━━━━━ Raw records ━━━━━

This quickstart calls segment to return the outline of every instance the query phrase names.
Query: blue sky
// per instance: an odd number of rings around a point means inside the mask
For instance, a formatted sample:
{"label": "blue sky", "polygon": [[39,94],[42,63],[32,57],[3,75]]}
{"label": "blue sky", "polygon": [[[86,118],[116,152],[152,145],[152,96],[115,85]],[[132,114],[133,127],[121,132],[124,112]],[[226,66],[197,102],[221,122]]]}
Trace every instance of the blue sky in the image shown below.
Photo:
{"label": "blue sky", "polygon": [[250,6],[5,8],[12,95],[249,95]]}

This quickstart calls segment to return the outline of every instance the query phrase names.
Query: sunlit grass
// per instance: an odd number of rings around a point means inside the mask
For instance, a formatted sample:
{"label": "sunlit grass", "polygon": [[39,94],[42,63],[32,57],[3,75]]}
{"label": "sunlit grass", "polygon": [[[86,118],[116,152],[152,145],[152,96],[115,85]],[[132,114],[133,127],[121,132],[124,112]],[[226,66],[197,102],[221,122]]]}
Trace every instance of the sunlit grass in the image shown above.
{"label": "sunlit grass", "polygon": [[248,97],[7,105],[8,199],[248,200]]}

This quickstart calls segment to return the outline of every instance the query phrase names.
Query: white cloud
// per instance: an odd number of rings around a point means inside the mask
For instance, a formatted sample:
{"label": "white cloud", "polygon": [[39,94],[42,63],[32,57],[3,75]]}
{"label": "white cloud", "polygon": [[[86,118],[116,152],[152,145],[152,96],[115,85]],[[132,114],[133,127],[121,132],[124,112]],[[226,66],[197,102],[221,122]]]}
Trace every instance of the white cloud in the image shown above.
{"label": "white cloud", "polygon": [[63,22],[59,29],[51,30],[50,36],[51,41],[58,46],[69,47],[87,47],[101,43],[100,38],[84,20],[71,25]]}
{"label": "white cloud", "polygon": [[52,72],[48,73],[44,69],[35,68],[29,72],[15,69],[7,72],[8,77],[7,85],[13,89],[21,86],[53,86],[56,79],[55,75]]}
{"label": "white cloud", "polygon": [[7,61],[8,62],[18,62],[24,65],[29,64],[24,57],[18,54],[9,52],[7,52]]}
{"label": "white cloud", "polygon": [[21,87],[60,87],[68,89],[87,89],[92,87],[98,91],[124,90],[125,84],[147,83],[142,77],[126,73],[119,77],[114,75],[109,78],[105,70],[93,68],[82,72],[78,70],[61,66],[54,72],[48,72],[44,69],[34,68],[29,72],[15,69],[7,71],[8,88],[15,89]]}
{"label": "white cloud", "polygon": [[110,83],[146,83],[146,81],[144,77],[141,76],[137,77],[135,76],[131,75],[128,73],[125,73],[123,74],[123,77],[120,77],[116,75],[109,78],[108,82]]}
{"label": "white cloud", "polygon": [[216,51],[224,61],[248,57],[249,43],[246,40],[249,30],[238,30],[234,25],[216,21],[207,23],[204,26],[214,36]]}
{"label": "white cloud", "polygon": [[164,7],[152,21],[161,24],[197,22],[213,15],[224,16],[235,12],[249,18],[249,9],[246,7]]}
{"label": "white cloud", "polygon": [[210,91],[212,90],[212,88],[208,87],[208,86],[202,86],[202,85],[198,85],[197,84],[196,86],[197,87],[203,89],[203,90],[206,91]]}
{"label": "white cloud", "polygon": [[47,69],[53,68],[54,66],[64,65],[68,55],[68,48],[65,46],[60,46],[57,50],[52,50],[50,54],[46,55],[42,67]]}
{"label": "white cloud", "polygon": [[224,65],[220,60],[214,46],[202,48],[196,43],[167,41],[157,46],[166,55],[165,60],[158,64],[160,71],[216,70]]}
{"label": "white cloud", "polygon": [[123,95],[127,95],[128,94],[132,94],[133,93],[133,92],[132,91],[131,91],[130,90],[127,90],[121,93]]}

━━━━━

Aim of the exercise:
Return the listing above in its exact form.

Solution for this task:
This quickstart calls segment to return the outline of every instance the query phrase names.
Query: blue sky
// per instance: an odd number of rings around a point means inside the mask
For instance, a formatted sample:
{"label": "blue sky", "polygon": [[39,94],[42,63],[32,57],[3,75]]}
{"label": "blue sky", "polygon": [[[86,118],[116,152],[152,145],[152,96],[115,85]],[[132,114],[133,127],[121,132],[124,112]],[[226,66],[197,102],[221,122]]]}
Trace every instance of the blue sky in the image shown below.
Photo:
{"label": "blue sky", "polygon": [[250,6],[5,8],[12,95],[249,95]]}

This quickstart calls segment to return the outline of every instance the query phrase names.
Query: sunlit grass
// per instance: an odd number of rings around a point means inside the mask
For instance, a formatted sample:
{"label": "sunlit grass", "polygon": [[39,94],[42,63],[32,57],[3,75]]}
{"label": "sunlit grass", "polygon": [[[86,118],[116,152],[152,145],[152,96],[115,85]],[[132,114],[133,127],[121,132],[124,112]],[[226,66],[197,102],[221,122]]]}
Trace every instance of the sunlit grass in the image shown above.
{"label": "sunlit grass", "polygon": [[248,97],[7,105],[8,199],[248,200]]}

This quickstart calls segment to return the outline of every instance the query phrase names.
Query: white cloud
// per instance: an odd number of rings around a point means inside the mask
For instance, a formatted sample:
{"label": "white cloud", "polygon": [[39,94],[42,63],[32,57],[3,75]]}
{"label": "white cloud", "polygon": [[[86,118],[116,152],[152,145],[152,96],[115,85]],[[132,114],[133,127],[121,132],[124,112]],[[226,66],[197,102],[221,122]]]}
Trace every instance of the white cloud in the image shown above.
{"label": "white cloud", "polygon": [[63,22],[59,29],[51,30],[50,36],[51,41],[58,46],[69,47],[87,47],[101,43],[100,38],[84,20],[71,25]]}
{"label": "white cloud", "polygon": [[52,72],[48,73],[44,69],[35,68],[29,72],[15,69],[7,72],[8,77],[7,85],[13,89],[21,86],[53,86],[56,79],[55,75]]}
{"label": "white cloud", "polygon": [[7,61],[8,62],[18,62],[24,65],[29,64],[24,57],[18,54],[9,52],[7,52]]}
{"label": "white cloud", "polygon": [[21,87],[60,87],[68,89],[87,89],[92,87],[98,91],[124,90],[125,84],[147,83],[142,77],[126,73],[119,77],[114,75],[109,78],[105,70],[93,68],[82,72],[78,70],[61,66],[54,72],[48,72],[44,69],[34,68],[29,72],[15,69],[7,71],[8,88],[15,89]]}
{"label": "white cloud", "polygon": [[110,83],[146,83],[146,81],[144,77],[141,76],[137,77],[135,76],[131,75],[128,73],[125,73],[123,74],[123,77],[120,77],[116,75],[109,78],[108,82]]}
{"label": "white cloud", "polygon": [[216,51],[224,61],[248,57],[249,43],[246,40],[249,30],[238,30],[234,25],[216,21],[207,23],[204,26],[214,36]]}
{"label": "white cloud", "polygon": [[164,7],[152,21],[161,24],[197,22],[213,15],[224,16],[235,12],[249,18],[249,9],[246,7]]}
{"label": "white cloud", "polygon": [[210,91],[212,90],[212,88],[208,87],[208,86],[202,86],[202,85],[198,85],[197,84],[196,86],[197,87],[203,89],[203,90],[206,91]]}
{"label": "white cloud", "polygon": [[47,69],[53,68],[54,66],[64,65],[68,55],[68,48],[65,46],[60,46],[57,50],[52,50],[50,54],[46,55],[42,67]]}
{"label": "white cloud", "polygon": [[224,65],[220,60],[214,46],[202,48],[196,43],[167,41],[157,46],[166,55],[165,60],[158,64],[160,71],[216,70]]}
{"label": "white cloud", "polygon": [[123,95],[127,95],[128,94],[132,94],[133,93],[133,92],[132,91],[131,91],[130,90],[127,90],[121,93]]}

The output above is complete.